## Requests
**A.** Write out the stretch of the hearing transcript from "He conducted the" through "are being suggested." word for word.
**B.** In the hearing transcript, whom did Mr. Flynn succeed as United States attorney?
**C.** Can you extend the hearing transcript, picking up right after its final sentence?

## Supplied passage

Senator O'MAHONEY. How long have you known him?

Mr. FLYNN. I have known him, not as long as Judge Soper, I suppose, but I guess we have known each other ever since we met at the bar, as much as 30 years, and let it go at that, Senator.

Succeeding Mr. Sobeloff as United States attorney, I want to say that nothing has ever come to my attention in connection with his performance of his duties as United States attorney that could in any way reflect upon him as a lawyer, as a judge, or as a citizen of Maryland.

He conducted the office in a splendid manner, and I was very happy to have him as sort of a guide that I could carry on after.

As to the committee of which I am the chairman, our committee recommends to the bar association or to the Governor, or to the appointing power, a list of people who are, we feel, available, and qualified to hold the office for which they are being suggested.

## Data block
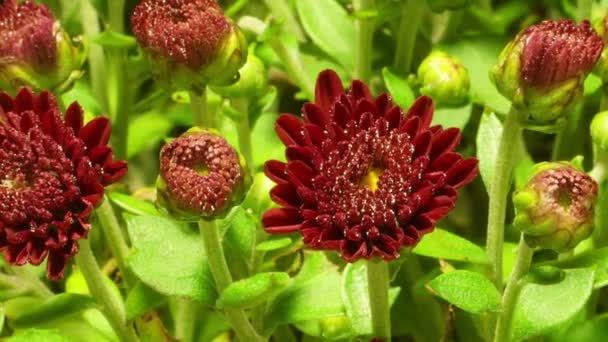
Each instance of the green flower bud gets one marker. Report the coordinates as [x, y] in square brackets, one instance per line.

## Response list
**A.**
He conducted the office in a splendid manner, and I was very happy to have him as sort of a guide that I could carry on after.

As to the committee of which I am the chairman, our committee recommends to the bar association or to the Governor, or to the appointing power, a list of people who are, we feel, available, and qualified to hold the office for which they are being suggested.

**B.** Mr. Sobeloff.

**C.**
Mr. Sobeloff has been one of those suggested by our committee when he was made Solicitor General, and he has now also been recommended by our committee as qualified in every possible way to be a judge of the Circuit Court of Appeals for the Fourth Circuit.

I might say, also, that in reference to-before I go into that, Senator,

79696-56- -3

some time ago the State bar association of Maryland sent to your committee a resolution that was passed at the January meeting of the bar association, which was the last general meeting held, in January, and which was unanimously passed, that Judge Sobeloff should, we felt, be appointed to the circuit court of appeals. And at that time he had been nominated by the President, and was asked that your committee confirm the nomination.

Now, going into the question of the Baltimore Trust, that came to the attention of our committee. I had one member of our committee make as much of an investigation of that matter as could be possibly made.

I might say that there are stacks and stack and stacks of papers in Circuit Court No. 2 of Baltimore City, which would be utterly impossible for anyone to go through. We did make an investigation, and we conferred with the Honorable Eugene O'Dunne, who was the judge in charge of this matter, and which Judge Soper has referred to.

And I want to say that, I am permitted by Judge O'Dunne to state that there was nothing in that matter at all that would bring any criticism whatever on Mr. Sobeloff.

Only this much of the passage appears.